*** Given text ***
Nsight compute hanging issue

I am using nsight compute to analyze a LLM training job, but it hangs and fails to launch the workload.
The error message is "
==WARNING== Launching the workload is taking more time than expected. If this continues to hang, terminate the profile and re-try by profiling the range of all related launches using ‘–replay-mode range’"

Could you please provide me with some guidance? Thanks in advance!

Hi, @cfrancisy

Thanks for using the tool. You should be able to control the overhead by using fewer metrics or analyzing fewer kernels. See Kernel Profiling Guide :: Nsight Compute Documentation

Hi, Veraj.

Thanks for your reply.

I have reduced the number of metrics, only using InstructionStats. But it still doesn’t work

Hi, @cfrancisy

The behavior you are seeing is currently expected for mandatory concurrent kernels such as nccl allreduce. This happens as kernel execution is serialized when profiling with the kernel replay mode.Feature to profile nccl is supported using the new app-range(Kernel Profiling Guide :: Nsight Compute Documentation) replay mode starting from NCU version 2023.1 (CUDA 12.1) . The new app-range replay mode profiles ranges without API capture by relaunching the entire application multiple times. After setting an appropriate range (using profiler start/stop API or NVTX ranges), such applications can now be profiled with --replay-mode app-range . This may need application code changes if you do not already have start/stop APIs or NVTX APIs at the appropriate points in the code.

Hi, @veraj

Thanks for your prompt reply.

Maybe I need to spend some time reading the document you shared. Currently, I cannot understand the app range instantly.

I am using Pytorch FSDP for LLM training. According to your document, it seems that I need to add the cu(da)ProfilerStart/Stop marker in the underlying cuda code of Pytorch. Correct?

Yes. If you need to profile the range, you need to add the code to specify the range.

Hi, @veraj

Thanks! I will have a try and add some markers!

This topic was automatically closed 14 days after the last reply. New replies are no longer allowed.
*** Data supplied ***
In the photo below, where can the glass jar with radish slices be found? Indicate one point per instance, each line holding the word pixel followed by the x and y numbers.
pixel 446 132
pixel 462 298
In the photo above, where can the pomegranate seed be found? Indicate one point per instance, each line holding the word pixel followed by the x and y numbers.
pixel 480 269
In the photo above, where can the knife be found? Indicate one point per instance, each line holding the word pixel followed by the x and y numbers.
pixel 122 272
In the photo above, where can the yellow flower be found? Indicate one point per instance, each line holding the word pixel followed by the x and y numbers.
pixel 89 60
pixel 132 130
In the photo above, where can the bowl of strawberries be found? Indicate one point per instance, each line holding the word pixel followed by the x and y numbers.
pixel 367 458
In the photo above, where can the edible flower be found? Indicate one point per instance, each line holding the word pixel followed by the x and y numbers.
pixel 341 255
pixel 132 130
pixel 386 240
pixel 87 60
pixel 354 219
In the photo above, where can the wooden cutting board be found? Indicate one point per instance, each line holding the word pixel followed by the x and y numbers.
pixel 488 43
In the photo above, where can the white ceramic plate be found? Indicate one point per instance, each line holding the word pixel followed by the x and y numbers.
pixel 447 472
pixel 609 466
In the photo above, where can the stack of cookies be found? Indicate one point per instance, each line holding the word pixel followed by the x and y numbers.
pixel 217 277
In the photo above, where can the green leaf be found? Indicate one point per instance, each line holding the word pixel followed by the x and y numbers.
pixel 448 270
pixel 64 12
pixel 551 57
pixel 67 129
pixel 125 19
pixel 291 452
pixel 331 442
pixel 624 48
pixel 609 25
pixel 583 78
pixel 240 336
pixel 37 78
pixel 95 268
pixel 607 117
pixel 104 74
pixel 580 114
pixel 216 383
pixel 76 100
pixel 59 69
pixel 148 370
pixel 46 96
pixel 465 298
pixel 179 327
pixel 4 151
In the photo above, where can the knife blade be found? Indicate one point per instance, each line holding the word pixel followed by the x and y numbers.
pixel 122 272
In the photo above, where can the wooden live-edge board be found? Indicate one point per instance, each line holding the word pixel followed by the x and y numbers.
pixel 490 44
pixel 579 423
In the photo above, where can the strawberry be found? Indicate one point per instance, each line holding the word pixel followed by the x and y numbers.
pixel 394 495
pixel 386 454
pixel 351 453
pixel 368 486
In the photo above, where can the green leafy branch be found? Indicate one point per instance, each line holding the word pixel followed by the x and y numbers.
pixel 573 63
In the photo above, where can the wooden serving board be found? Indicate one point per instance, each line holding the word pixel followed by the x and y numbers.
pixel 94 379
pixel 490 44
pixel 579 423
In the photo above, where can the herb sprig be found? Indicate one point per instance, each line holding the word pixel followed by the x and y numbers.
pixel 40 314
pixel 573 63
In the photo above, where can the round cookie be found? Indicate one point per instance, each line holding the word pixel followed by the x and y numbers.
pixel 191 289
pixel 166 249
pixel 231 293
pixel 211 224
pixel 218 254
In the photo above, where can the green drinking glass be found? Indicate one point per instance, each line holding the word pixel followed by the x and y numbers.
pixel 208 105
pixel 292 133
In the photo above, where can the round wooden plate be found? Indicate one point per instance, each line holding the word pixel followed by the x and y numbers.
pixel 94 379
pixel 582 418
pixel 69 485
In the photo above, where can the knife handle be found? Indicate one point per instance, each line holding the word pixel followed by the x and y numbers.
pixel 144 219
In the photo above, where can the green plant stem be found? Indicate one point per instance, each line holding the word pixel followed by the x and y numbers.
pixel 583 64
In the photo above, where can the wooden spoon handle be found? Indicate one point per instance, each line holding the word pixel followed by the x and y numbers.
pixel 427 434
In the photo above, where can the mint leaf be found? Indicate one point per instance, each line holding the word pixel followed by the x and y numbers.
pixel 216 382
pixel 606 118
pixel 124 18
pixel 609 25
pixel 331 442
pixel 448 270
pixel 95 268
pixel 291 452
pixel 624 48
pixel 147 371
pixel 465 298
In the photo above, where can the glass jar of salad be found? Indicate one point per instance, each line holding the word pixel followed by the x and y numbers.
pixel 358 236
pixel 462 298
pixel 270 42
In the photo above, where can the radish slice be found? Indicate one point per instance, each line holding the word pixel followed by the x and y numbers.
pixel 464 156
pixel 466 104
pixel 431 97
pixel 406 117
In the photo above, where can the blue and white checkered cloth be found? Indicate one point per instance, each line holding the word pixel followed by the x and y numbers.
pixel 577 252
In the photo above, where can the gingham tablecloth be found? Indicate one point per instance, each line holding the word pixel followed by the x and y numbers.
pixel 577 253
***
> [Exercises to complete]
- a) List every replay mode named in the Nsight Compute thread.
- b) Repeat the passage of the Nsight Compute thread word for word, starting at "Could you please" and ending at "for your reply.".
- c) According to the Nsight Compute thread, starting from which NCU version is the app-range replay mode supported?
The records come from a different source than the Nsight Compute thread.

> [Responses by task]
- a)
range
kernel replay mode
app-range

- b)
Could you please provide me with some guidance? Thanks in advance!

Hi, @cfrancisy

Thanks for using the tool. You should be able to control the overhead by using fewer metrics or analyzing fewer kernels. See Kernel Profiling Guide :: Nsight Compute Documentation

Hi, Veraj.

Thanks for your reply.

- c) It is supported starting from NCU version 2023.1 (CUDA 12.1).